Task inputs =>
··········

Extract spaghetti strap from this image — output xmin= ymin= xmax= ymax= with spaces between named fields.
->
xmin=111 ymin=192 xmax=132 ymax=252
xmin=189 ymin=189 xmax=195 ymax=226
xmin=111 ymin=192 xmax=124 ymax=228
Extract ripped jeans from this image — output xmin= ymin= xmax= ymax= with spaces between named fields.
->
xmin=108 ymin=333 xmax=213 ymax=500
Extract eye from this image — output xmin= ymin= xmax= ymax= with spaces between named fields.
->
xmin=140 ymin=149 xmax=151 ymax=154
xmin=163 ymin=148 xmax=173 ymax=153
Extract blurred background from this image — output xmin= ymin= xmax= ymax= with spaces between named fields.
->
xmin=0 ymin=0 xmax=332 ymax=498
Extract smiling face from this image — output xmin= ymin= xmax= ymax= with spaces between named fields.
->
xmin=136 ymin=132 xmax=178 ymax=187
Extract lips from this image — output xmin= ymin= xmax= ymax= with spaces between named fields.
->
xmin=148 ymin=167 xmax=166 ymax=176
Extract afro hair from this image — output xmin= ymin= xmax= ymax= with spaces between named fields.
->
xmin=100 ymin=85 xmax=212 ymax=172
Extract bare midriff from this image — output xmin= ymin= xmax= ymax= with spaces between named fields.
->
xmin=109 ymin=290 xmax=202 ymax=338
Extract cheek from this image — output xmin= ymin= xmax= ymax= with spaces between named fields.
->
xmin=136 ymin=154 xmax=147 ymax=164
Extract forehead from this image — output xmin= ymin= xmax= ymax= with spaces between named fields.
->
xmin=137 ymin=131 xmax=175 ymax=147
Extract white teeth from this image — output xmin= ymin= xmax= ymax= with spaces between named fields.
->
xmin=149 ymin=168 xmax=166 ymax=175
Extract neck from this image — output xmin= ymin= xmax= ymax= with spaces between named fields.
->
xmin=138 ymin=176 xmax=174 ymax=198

··········

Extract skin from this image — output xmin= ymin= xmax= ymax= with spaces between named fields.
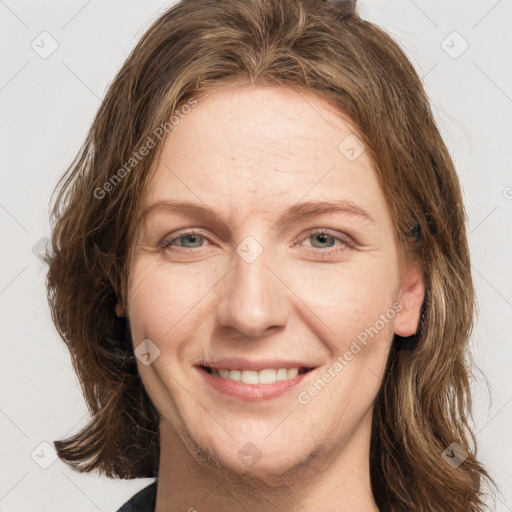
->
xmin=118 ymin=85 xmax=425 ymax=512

··········

Among the entries above, locate the lines containing "Extract spaghetti strap" and "Extract forehead from", and transcribe exactly those two lines and all lines between.

Answer space =>
Extract spaghetti strap from this image — output xmin= ymin= xmax= ymax= with spaces between named fields.
->
xmin=111 ymin=192 xmax=132 ymax=252
xmin=189 ymin=189 xmax=195 ymax=226
xmin=111 ymin=192 xmax=124 ymax=228
Extract ripped jeans from this image — output xmin= ymin= xmax= ymax= with spaces between named fields.
->
xmin=108 ymin=333 xmax=213 ymax=500
Extract eye from this image — output xmin= ymin= xmax= ymax= with spaces between named fields.
->
xmin=140 ymin=149 xmax=151 ymax=154
xmin=163 ymin=148 xmax=173 ymax=153
Extract blurred background from this image — output xmin= ymin= xmax= ymax= with spaces between named fields.
->
xmin=0 ymin=0 xmax=332 ymax=498
Extract smiling face from this image — output xmin= ymin= xmax= ymax= with spaces between named fields.
->
xmin=136 ymin=132 xmax=178 ymax=187
Extract lips from this image — output xmin= ymin= xmax= ymax= with spaces between named fields.
->
xmin=148 ymin=167 xmax=166 ymax=176
Extract afro hair from this image — output xmin= ymin= xmax= ymax= with spaces between named fields.
->
xmin=100 ymin=85 xmax=212 ymax=172
Extract bare midriff from this image — output xmin= ymin= xmax= ymax= with spaces between named fields.
->
xmin=109 ymin=290 xmax=202 ymax=338
Extract cheek from this image — output xmin= ymin= xmax= ymax= with spaces between named fields.
->
xmin=136 ymin=154 xmax=147 ymax=164
Extract forehead from this image — output xmin= ymin= xmax= ymax= with spaces between named fields.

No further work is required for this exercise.